# Work to do
Convert the records into a numbered list, starting with the line that contains "Every instance of the white vinyl" and going on through the line that contains "<point>543,410</point>", both included. Leave out blank lines and list only those lines.

# Entries supplied

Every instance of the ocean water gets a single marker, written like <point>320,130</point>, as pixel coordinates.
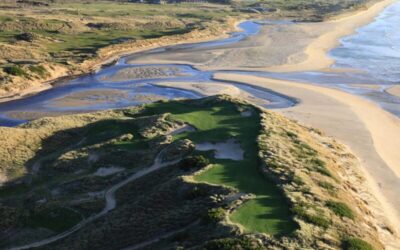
<point>374,48</point>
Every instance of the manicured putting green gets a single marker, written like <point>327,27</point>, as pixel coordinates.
<point>269,211</point>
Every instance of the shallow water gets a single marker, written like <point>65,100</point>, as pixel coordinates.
<point>375,48</point>
<point>63,98</point>
<point>372,54</point>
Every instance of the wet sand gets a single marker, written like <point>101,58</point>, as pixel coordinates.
<point>395,91</point>
<point>371,133</point>
<point>145,72</point>
<point>281,47</point>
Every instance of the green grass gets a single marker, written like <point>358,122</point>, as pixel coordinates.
<point>269,211</point>
<point>340,209</point>
<point>15,71</point>
<point>356,244</point>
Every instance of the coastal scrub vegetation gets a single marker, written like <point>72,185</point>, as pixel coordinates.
<point>272,197</point>
<point>74,37</point>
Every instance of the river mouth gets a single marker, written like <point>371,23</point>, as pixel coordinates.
<point>130,82</point>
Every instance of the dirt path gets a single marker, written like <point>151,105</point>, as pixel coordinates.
<point>161,237</point>
<point>111,202</point>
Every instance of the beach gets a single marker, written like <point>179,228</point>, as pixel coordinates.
<point>279,47</point>
<point>371,133</point>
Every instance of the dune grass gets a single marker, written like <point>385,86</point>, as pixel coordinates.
<point>268,212</point>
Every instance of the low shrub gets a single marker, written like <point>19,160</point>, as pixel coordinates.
<point>356,244</point>
<point>327,186</point>
<point>340,209</point>
<point>243,243</point>
<point>38,69</point>
<point>318,220</point>
<point>194,162</point>
<point>15,71</point>
<point>214,215</point>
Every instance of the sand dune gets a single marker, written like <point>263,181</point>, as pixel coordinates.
<point>372,133</point>
<point>279,47</point>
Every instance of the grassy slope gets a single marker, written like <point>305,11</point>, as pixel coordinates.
<point>268,212</point>
<point>159,20</point>
<point>328,214</point>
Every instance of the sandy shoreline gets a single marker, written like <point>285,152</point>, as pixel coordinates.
<point>354,121</point>
<point>281,47</point>
<point>317,56</point>
<point>110,54</point>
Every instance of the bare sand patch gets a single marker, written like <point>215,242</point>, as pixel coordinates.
<point>230,149</point>
<point>209,89</point>
<point>278,47</point>
<point>395,90</point>
<point>183,129</point>
<point>372,133</point>
<point>91,97</point>
<point>145,72</point>
<point>103,171</point>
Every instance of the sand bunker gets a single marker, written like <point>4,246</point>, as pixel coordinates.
<point>223,150</point>
<point>185,128</point>
<point>107,171</point>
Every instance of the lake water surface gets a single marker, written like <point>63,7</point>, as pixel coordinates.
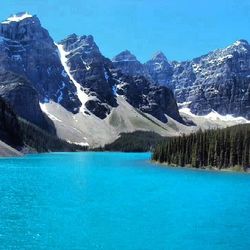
<point>119,201</point>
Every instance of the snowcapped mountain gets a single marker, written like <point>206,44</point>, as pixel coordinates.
<point>83,97</point>
<point>218,81</point>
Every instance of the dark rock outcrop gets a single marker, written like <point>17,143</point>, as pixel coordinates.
<point>128,64</point>
<point>24,100</point>
<point>92,71</point>
<point>217,81</point>
<point>27,49</point>
<point>156,100</point>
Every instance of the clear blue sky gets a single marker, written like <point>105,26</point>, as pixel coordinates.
<point>182,29</point>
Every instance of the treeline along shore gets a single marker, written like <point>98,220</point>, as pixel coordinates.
<point>220,148</point>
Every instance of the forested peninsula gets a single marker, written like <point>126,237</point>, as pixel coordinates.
<point>220,149</point>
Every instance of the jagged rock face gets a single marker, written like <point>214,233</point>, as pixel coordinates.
<point>92,71</point>
<point>9,126</point>
<point>27,50</point>
<point>73,73</point>
<point>100,78</point>
<point>156,100</point>
<point>24,100</point>
<point>128,64</point>
<point>217,81</point>
<point>160,70</point>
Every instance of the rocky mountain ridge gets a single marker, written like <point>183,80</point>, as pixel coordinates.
<point>71,90</point>
<point>218,81</point>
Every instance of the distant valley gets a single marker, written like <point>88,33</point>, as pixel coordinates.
<point>70,91</point>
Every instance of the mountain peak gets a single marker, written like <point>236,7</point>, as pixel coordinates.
<point>125,55</point>
<point>241,42</point>
<point>159,56</point>
<point>17,17</point>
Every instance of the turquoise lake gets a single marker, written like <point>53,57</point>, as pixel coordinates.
<point>119,201</point>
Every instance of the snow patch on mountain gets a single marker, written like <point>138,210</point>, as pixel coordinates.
<point>83,97</point>
<point>17,17</point>
<point>215,116</point>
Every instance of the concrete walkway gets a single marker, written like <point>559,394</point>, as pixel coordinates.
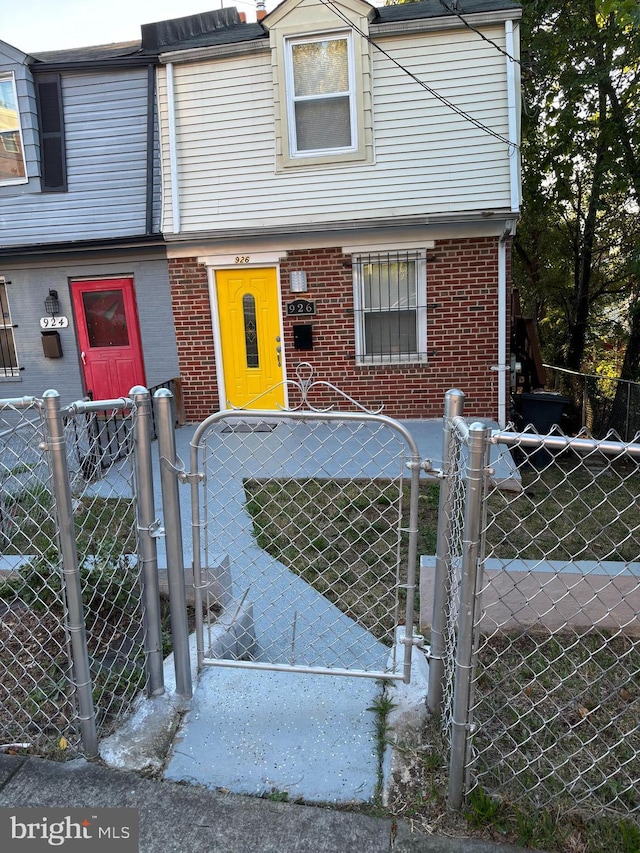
<point>254,731</point>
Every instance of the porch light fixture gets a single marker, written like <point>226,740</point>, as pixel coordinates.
<point>52,304</point>
<point>298,281</point>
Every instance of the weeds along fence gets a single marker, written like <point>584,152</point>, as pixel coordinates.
<point>536,656</point>
<point>73,625</point>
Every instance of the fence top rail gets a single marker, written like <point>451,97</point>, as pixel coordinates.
<point>562,442</point>
<point>597,376</point>
<point>81,407</point>
<point>304,415</point>
<point>19,403</point>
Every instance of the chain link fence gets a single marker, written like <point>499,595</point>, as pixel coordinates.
<point>599,403</point>
<point>548,655</point>
<point>307,520</point>
<point>40,621</point>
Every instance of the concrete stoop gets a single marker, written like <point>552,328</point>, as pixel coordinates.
<point>144,740</point>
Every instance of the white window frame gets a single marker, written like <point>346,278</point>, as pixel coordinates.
<point>21,179</point>
<point>6,326</point>
<point>292,100</point>
<point>420,293</point>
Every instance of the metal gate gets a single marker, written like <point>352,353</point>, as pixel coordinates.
<point>305,530</point>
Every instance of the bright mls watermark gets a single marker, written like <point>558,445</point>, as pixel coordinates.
<point>34,830</point>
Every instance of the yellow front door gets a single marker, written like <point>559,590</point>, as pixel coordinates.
<point>250,338</point>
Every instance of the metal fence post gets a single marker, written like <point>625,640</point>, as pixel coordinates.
<point>478,434</point>
<point>453,407</point>
<point>57,449</point>
<point>147,549</point>
<point>165,430</point>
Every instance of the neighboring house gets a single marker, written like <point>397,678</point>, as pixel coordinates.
<point>340,187</point>
<point>84,287</point>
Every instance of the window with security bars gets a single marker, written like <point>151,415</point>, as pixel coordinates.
<point>390,307</point>
<point>8,360</point>
<point>321,95</point>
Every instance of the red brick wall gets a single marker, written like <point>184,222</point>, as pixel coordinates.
<point>192,317</point>
<point>462,317</point>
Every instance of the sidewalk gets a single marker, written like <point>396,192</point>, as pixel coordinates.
<point>190,819</point>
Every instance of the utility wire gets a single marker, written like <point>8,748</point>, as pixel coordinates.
<point>455,12</point>
<point>474,121</point>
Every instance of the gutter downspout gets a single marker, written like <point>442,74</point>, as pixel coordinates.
<point>512,112</point>
<point>502,367</point>
<point>151,100</point>
<point>173,153</point>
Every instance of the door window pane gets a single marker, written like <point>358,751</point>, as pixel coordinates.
<point>105,318</point>
<point>250,330</point>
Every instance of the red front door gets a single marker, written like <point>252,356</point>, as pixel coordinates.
<point>108,336</point>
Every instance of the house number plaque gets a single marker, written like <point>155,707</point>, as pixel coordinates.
<point>301,308</point>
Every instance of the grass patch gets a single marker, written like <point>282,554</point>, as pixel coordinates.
<point>36,692</point>
<point>556,713</point>
<point>418,793</point>
<point>30,526</point>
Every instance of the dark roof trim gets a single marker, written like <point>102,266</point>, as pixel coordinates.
<point>92,64</point>
<point>437,9</point>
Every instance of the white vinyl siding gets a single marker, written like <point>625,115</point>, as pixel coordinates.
<point>428,159</point>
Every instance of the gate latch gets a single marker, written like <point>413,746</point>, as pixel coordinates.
<point>416,640</point>
<point>155,529</point>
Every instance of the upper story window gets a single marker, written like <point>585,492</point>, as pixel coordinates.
<point>53,165</point>
<point>8,359</point>
<point>390,293</point>
<point>321,95</point>
<point>12,163</point>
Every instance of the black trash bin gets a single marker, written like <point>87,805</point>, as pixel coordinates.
<point>543,410</point>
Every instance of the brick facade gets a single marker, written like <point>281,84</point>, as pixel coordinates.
<point>462,333</point>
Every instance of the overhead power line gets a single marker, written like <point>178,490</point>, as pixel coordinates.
<point>501,50</point>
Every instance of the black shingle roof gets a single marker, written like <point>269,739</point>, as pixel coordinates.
<point>223,26</point>
<point>438,9</point>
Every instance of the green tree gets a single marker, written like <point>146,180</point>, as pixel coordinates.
<point>579,230</point>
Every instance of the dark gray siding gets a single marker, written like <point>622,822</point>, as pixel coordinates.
<point>26,293</point>
<point>12,59</point>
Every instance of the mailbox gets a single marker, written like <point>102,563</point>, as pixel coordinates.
<point>51,345</point>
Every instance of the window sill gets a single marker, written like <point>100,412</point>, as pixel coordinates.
<point>391,362</point>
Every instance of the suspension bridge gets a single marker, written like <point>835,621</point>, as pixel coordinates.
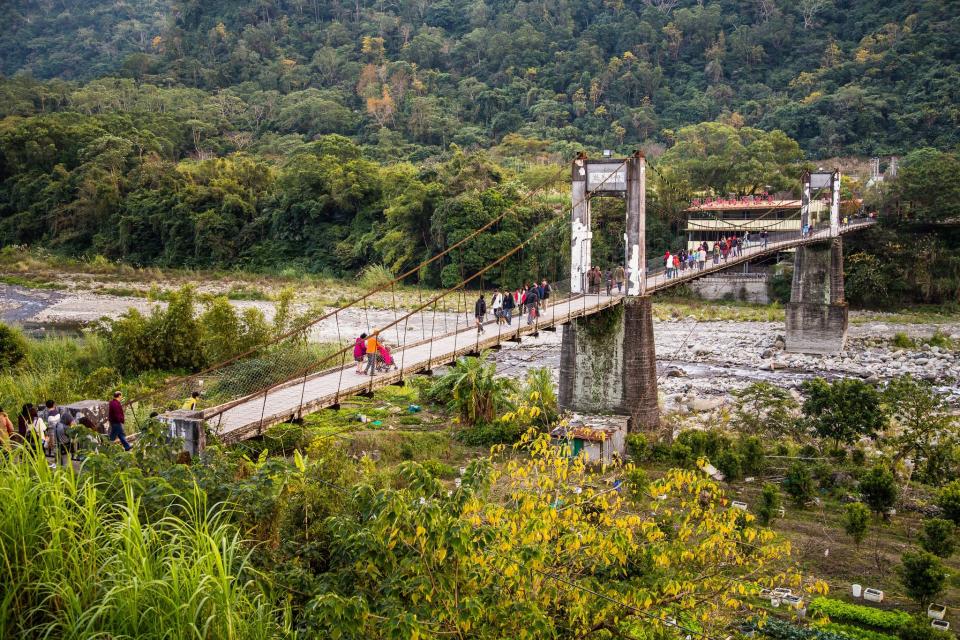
<point>318,387</point>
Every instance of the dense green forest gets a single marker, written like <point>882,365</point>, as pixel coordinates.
<point>840,77</point>
<point>320,137</point>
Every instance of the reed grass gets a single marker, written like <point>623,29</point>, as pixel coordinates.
<point>77,566</point>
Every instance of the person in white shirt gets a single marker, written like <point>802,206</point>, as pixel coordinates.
<point>497,305</point>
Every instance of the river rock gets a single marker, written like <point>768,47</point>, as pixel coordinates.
<point>705,404</point>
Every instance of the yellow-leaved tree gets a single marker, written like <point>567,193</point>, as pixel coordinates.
<point>534,544</point>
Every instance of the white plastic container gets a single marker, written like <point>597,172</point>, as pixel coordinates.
<point>873,595</point>
<point>937,611</point>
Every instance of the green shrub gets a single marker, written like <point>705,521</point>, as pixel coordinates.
<point>890,620</point>
<point>439,469</point>
<point>856,519</point>
<point>374,276</point>
<point>769,504</point>
<point>284,438</point>
<point>485,435</point>
<point>13,346</point>
<point>730,463</point>
<point>939,537</point>
<point>923,576</point>
<point>948,499</point>
<point>704,443</point>
<point>682,455</point>
<point>638,447</point>
<point>777,629</point>
<point>798,484</point>
<point>752,454</point>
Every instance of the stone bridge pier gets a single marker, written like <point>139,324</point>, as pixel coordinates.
<point>608,364</point>
<point>817,313</point>
<point>608,360</point>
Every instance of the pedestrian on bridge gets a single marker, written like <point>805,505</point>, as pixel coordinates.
<point>359,351</point>
<point>191,402</point>
<point>479,312</point>
<point>619,277</point>
<point>508,306</point>
<point>531,302</point>
<point>373,348</point>
<point>116,419</point>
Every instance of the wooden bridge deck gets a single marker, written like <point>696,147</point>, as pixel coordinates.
<point>248,417</point>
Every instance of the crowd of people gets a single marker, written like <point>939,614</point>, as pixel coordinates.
<point>722,249</point>
<point>529,300</point>
<point>372,354</point>
<point>372,350</point>
<point>59,432</point>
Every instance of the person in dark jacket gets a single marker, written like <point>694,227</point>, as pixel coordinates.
<point>479,311</point>
<point>508,306</point>
<point>116,419</point>
<point>532,300</point>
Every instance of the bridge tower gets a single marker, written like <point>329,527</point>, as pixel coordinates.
<point>817,312</point>
<point>608,360</point>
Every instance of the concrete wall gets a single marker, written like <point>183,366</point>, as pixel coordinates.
<point>591,363</point>
<point>743,287</point>
<point>816,328</point>
<point>608,364</point>
<point>816,316</point>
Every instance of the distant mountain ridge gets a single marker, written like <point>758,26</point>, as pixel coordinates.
<point>841,77</point>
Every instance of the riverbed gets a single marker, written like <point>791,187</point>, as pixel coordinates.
<point>699,363</point>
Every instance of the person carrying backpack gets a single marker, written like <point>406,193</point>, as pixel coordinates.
<point>508,305</point>
<point>479,312</point>
<point>62,442</point>
<point>116,419</point>
<point>360,351</point>
<point>531,303</point>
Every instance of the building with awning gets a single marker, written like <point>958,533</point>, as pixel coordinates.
<point>710,219</point>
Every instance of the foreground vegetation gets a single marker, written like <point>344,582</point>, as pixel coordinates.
<point>358,523</point>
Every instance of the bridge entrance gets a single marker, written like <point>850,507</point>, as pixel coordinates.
<point>817,314</point>
<point>608,360</point>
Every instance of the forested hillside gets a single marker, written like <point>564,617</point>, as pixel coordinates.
<point>839,76</point>
<point>322,137</point>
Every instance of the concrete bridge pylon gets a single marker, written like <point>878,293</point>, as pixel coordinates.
<point>817,314</point>
<point>608,360</point>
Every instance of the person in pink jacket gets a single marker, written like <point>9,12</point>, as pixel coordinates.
<point>360,351</point>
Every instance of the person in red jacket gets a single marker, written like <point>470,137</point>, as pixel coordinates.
<point>116,419</point>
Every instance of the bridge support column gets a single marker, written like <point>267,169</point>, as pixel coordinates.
<point>608,364</point>
<point>817,313</point>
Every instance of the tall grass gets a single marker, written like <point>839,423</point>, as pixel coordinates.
<point>75,565</point>
<point>58,368</point>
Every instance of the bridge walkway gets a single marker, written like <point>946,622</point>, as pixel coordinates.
<point>249,416</point>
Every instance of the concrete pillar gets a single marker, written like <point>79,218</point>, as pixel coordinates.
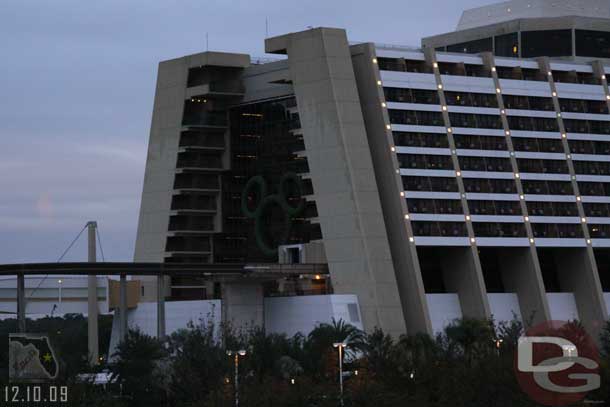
<point>123,307</point>
<point>161,306</point>
<point>578,273</point>
<point>21,303</point>
<point>342,173</point>
<point>398,225</point>
<point>243,305</point>
<point>92,309</point>
<point>521,274</point>
<point>462,275</point>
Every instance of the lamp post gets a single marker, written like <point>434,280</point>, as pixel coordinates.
<point>340,346</point>
<point>236,355</point>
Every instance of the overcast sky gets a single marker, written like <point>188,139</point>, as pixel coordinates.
<point>77,81</point>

# Task result
1. Every instance of the white vinyl siding gets a single marker, written like <point>625,115</point>, as pixel coordinates.
2. <point>428,159</point>
3. Every instance of the gate latch gets a single marker, written like <point>413,746</point>, as pixel coordinates.
4. <point>416,640</point>
5. <point>155,529</point>
6. Every instance of the upper story window gets a single marker, written like <point>585,492</point>, as pixel coordinates.
7. <point>53,165</point>
8. <point>8,359</point>
9. <point>390,293</point>
10. <point>321,95</point>
11. <point>12,163</point>
12. Every instance of the black trash bin gets a single marker, written like <point>87,805</point>, as pixel coordinates.
13. <point>543,410</point>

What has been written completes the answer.